課題 1
本文によると、新人物往来社の「歴史読本」5月号で組まれている特集の名称は何か。
課題 2
本文で、筆者が土方歳三から遠ざかっていた本当の理由は何とされているか。本文が挙げる根拠に沿って説明せよ。
課題 3
本文の「これで、山本耕史が演じた土方」から「録」と言う形でまとめてある。」までの範囲を、一字一句変えずに書き写せ。
-------- 本文セクション --------
正月の「土方歳三最期の一日」以来、なんとなく土方歳三から遠ざかっていた。
これで、山本耕史が演じた土方歳三に決着がついたし、今後しばらくは、彼以外のだれが土方を演じても「違うよなあ」と感じるだろう。それほど大河「新選組!」の山本土方は若々しい人間土方を見せてくれた。あまりにもしっくりくる俳優に演じられて、私の中の土方像がややかすんでさえいた。

などと、大仰なことを言っているが、なんのことはない、最近土方に関する新刊本が出ていなかったのが、土方から遠ざかってしまっていた理由のすべて。土方関連本のほとんどは読んでいるのでよほど何かのきっかけで読み返すことがない限り、新刊がでないと、寂しい思いが続く。

新人物往来社の「歴史読本」5月号は、幕末京都志士日誌と言う特集が組まれている。京都に刻まれた志士たちの足跡を追うという形で、近藤、土方、龍馬、中岡慎太郎、桂、桐野利秋、慶喜、イバハチ、岩倉具視などの京都での行動を4ページづつにまとめ、それに各人の京都での行動年表がついている。また、会津藩、土佐藩、薩摩藩、長州藩の京都での動きをそれぞれの「藩邸日録」と言う形でまとめてある。
ひさしぶりに、幕末の京都での出来事をまとめて読むことができ、うれしいやらなつかしいやら。
-------- 格納レコード --------
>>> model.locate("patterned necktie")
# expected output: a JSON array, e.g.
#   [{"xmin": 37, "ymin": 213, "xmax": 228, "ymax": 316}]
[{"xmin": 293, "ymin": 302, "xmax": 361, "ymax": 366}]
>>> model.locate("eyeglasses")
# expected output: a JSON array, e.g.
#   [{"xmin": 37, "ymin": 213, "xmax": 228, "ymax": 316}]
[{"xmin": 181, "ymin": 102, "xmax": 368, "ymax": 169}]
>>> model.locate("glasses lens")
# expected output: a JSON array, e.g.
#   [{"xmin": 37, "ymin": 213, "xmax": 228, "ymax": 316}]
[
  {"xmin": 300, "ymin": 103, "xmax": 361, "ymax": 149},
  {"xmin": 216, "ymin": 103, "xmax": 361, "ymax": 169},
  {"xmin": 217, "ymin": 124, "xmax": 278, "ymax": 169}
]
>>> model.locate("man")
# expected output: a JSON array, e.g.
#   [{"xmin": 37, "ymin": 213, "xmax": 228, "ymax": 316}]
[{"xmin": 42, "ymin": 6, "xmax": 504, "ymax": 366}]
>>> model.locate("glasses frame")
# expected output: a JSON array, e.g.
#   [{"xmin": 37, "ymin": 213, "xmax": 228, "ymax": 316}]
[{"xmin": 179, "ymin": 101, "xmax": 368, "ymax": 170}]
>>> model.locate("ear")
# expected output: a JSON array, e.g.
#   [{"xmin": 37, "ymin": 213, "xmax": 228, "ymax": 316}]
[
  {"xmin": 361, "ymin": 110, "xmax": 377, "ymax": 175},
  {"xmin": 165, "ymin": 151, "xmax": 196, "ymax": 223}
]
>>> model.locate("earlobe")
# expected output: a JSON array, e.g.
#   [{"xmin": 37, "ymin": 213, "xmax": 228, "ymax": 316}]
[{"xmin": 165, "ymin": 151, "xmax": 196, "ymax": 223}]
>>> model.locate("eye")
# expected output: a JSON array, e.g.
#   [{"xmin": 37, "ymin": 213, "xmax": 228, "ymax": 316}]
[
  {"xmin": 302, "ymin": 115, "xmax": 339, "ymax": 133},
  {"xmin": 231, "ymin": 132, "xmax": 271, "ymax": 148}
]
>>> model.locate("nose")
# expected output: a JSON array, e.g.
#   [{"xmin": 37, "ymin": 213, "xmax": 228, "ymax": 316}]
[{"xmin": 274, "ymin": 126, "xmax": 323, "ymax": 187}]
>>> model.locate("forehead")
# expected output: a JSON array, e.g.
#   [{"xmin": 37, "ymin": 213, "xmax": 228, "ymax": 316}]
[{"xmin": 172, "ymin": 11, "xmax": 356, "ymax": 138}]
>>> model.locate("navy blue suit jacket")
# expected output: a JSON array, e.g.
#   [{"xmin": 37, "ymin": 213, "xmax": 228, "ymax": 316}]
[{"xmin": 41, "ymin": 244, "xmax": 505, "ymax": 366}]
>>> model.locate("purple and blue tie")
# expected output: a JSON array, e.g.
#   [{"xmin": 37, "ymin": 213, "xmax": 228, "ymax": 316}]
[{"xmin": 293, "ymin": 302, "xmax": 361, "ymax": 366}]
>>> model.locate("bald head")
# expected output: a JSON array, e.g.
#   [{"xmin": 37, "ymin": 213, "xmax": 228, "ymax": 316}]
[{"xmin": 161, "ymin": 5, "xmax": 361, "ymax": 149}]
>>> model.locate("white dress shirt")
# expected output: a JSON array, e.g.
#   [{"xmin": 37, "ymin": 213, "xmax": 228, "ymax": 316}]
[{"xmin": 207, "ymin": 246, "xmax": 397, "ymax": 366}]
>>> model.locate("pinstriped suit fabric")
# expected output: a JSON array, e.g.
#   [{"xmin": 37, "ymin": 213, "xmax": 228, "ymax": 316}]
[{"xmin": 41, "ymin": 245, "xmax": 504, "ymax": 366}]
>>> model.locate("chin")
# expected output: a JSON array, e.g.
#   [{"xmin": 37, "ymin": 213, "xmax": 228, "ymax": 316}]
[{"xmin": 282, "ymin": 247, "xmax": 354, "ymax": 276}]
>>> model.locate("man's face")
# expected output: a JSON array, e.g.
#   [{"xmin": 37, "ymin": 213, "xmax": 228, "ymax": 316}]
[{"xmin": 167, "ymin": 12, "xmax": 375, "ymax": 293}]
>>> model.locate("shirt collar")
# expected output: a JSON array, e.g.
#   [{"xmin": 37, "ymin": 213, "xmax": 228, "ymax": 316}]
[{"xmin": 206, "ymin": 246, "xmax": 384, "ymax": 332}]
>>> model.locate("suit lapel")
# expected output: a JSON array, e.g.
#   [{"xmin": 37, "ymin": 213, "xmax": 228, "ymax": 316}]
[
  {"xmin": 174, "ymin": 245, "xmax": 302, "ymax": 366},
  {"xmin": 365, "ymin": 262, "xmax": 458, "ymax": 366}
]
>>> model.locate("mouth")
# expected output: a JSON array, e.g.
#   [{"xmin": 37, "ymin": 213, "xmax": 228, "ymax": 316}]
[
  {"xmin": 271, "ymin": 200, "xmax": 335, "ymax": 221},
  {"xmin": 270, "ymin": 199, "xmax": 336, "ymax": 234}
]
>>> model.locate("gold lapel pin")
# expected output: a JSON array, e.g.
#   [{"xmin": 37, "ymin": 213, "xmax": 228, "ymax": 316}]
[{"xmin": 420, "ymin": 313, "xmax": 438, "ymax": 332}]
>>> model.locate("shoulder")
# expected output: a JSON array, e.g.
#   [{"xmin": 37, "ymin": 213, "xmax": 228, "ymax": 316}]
--------
解答例 1
幕末京都志士日誌

解答例 2
最近、土方に関する新刊本が出ていなかったことが理由のすべてだとされている。筆者は土方関連本のほとんどをすでに読んでおり、よほどのきっかけがない限り読み返さないため、新刊が出ないと寂しい思いが続くと述べている。

解答例 3
これで、山本耕史が演じた土方歳三に決着がついたし、今後しばらくは、彼以外のだれが土方を演じても「違うよなあ」と感じるだろう。それほど大河「新選組!」の山本土方は若々しい人間土方を見せてくれた。あまりにもしっくりくる俳優に演じられて、私の中の土方像がややかすんでさえいた。

などと、大仰なことを言っているが、なんのことはない、最近土方に関する新刊本が出ていなかったのが、土方から遠ざかってしまっていた理由のすべて。土方関連本のほとんどは読んでいるのでよほど何かのきっかけで読み返すことがない限り、新刊がでないと、寂しい思いが続く。

新人物往来社の「歴史読本」5月号は、幕末京都志士日誌と言う特集が組まれている。京都に刻まれた志士たちの足跡を追うという形で、近藤、土方、龍馬、中岡慎太郎、桂、桐野利秋、慶喜、イバハチ、岩倉具視などの京都での行動を4ページづつにまとめ、それに各人の京都での行動年表がついている。また、会津藩、土佐藩、薩摩藩、長州藩の京都での動きをそれぞれの「藩邸日録」と言う形でまとめてある。